[DIRECTIONS]: Drop the pictures and extract exactly the lines from the one that contains "to the kubota" through the end of the material.

<<<<

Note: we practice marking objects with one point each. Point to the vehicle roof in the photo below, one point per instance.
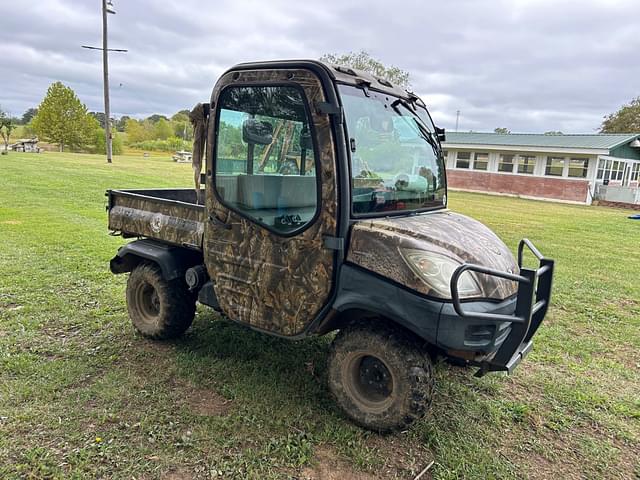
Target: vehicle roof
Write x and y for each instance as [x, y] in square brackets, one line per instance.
[338, 73]
[594, 140]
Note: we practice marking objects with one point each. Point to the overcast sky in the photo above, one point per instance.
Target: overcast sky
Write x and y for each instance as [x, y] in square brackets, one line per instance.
[529, 65]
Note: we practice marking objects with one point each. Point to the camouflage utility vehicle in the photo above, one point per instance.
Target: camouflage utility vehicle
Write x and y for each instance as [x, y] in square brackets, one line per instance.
[323, 207]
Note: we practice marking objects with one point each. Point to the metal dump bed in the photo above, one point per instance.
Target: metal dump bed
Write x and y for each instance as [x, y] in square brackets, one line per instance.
[170, 215]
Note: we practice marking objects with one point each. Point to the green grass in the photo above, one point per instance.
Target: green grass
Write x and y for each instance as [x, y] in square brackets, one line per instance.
[83, 396]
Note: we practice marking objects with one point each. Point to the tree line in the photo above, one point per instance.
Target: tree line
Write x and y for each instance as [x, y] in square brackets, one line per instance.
[62, 119]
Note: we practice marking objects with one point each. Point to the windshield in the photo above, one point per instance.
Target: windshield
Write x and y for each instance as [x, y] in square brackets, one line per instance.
[396, 163]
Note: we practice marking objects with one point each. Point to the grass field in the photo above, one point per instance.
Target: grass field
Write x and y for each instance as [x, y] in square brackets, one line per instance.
[83, 396]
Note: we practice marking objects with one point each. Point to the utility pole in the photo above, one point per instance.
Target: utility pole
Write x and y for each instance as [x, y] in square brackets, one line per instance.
[107, 7]
[105, 74]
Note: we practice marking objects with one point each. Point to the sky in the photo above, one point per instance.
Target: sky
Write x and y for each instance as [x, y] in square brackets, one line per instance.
[527, 65]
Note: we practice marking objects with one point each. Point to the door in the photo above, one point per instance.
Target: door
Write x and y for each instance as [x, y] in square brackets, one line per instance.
[273, 199]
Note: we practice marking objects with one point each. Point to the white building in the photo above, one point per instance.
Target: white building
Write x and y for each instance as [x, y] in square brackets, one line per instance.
[568, 168]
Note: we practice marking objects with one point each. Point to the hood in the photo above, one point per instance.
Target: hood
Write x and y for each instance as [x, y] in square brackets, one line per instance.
[375, 245]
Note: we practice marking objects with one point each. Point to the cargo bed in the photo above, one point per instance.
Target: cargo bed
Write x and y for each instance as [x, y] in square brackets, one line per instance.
[170, 215]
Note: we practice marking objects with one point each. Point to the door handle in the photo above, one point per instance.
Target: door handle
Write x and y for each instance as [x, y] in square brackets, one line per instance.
[216, 221]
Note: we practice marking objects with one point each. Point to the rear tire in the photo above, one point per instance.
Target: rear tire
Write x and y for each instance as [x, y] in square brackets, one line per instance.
[158, 308]
[380, 376]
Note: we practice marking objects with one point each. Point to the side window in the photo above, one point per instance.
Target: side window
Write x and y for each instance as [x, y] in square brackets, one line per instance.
[265, 164]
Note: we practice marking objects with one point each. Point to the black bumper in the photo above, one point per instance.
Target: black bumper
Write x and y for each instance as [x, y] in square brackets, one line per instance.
[514, 325]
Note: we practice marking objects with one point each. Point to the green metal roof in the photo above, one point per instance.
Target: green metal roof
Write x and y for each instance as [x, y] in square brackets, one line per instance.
[605, 141]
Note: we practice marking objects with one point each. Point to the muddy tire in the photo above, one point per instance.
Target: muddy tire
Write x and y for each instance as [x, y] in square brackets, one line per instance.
[380, 376]
[158, 308]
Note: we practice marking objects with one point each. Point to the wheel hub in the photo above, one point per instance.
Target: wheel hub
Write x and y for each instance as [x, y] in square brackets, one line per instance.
[369, 382]
[149, 301]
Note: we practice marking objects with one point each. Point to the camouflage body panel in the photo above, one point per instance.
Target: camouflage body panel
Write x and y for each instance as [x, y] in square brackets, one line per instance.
[274, 283]
[159, 214]
[375, 246]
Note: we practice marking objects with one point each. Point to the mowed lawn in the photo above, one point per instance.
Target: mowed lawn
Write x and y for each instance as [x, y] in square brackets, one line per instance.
[83, 396]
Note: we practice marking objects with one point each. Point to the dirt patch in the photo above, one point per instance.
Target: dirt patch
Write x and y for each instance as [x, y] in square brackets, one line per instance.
[328, 465]
[177, 474]
[201, 401]
[206, 402]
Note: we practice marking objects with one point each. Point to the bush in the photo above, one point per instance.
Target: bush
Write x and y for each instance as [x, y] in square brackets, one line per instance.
[99, 143]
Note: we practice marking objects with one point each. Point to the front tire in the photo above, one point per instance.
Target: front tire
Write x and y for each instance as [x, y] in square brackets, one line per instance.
[380, 376]
[159, 309]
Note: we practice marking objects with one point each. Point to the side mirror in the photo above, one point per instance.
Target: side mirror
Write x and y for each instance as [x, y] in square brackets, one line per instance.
[305, 140]
[257, 132]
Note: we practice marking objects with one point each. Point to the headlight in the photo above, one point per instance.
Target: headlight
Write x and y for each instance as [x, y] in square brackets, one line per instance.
[435, 271]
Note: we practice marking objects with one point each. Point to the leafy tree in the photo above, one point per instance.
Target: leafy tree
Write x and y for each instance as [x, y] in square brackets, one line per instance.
[121, 123]
[99, 141]
[63, 119]
[6, 127]
[182, 129]
[363, 61]
[625, 120]
[181, 116]
[134, 130]
[156, 117]
[162, 129]
[28, 115]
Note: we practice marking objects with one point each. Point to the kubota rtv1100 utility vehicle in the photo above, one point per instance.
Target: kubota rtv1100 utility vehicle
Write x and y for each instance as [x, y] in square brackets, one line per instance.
[324, 208]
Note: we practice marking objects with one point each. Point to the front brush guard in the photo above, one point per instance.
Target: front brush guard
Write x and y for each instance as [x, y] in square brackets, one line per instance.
[532, 303]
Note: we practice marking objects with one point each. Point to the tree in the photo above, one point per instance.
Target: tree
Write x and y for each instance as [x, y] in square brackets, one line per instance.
[162, 130]
[28, 115]
[99, 144]
[6, 127]
[99, 116]
[182, 115]
[363, 61]
[63, 119]
[625, 120]
[156, 117]
[135, 131]
[121, 124]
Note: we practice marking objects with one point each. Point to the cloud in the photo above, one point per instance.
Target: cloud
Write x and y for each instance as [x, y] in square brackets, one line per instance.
[529, 65]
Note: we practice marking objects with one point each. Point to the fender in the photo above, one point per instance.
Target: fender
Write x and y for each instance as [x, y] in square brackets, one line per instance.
[172, 260]
[365, 292]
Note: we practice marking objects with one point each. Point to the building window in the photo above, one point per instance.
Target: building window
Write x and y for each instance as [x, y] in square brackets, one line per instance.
[526, 164]
[600, 173]
[506, 163]
[578, 167]
[261, 172]
[617, 170]
[463, 159]
[480, 161]
[555, 166]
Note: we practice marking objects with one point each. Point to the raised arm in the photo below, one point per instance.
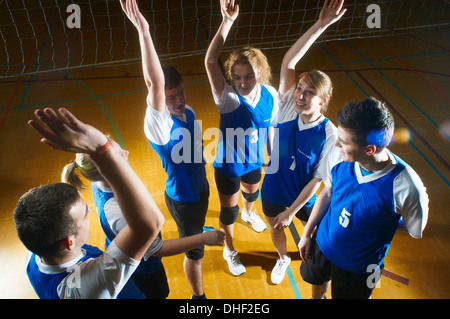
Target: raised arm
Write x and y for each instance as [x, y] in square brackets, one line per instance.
[151, 66]
[63, 131]
[331, 12]
[230, 11]
[180, 245]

>>>>

[WORKED ANSWER]:
Note: we practice marking objects with one point each. Point to the kubota rtv1100 utility vehicle in the photo above, one point per instance.
Target: kubota rtv1100 utility vehicle
Write x and y for each instance as [x, y] in square brackets, one line per instance.
[324, 208]
Note: we practice marking objects with one point each. Point to the front brush guard in the photo above, one point per instance.
Target: front brush guard
Write x and y for each instance as [x, y] in square brackets, one line per instance.
[532, 303]
Note: we practice marking objects with one point each. Point to the tree in the photo above, one point per instance.
Target: tree
Write x and y for each instance as [x, y] in square brackets, one line per instance.
[162, 130]
[28, 115]
[99, 144]
[6, 127]
[99, 116]
[182, 115]
[363, 61]
[63, 119]
[625, 120]
[156, 117]
[135, 131]
[121, 124]
Note: we practice marking objects with one point each. Point to the cloud in the photo above, one point per instance.
Target: cloud
Write x and y for each instance as [x, y] in square brackets, one line per instance.
[529, 65]
Note: we practice marking objects with one point each. Point to the fender in the photo above, one point per instance.
Target: fender
Write x and y for each instance as [x, y] in square brackets, one line per instance.
[172, 260]
[365, 292]
Note: we practice marking objects with one point each. Point to the building window in the photo above, one point per instance.
Target: building window
Write x and y for each instance as [x, y] in square brackets, one line per instance.
[526, 164]
[600, 173]
[506, 163]
[578, 167]
[261, 172]
[617, 170]
[463, 159]
[480, 161]
[555, 166]
Note: we practice marking objects with one point each. Point to the raised arm in the photo below, one point per instance.
Target: raised arm
Write x and y for each instance as [x, y] in square brackets, one line per instance.
[151, 66]
[63, 131]
[331, 12]
[230, 11]
[180, 245]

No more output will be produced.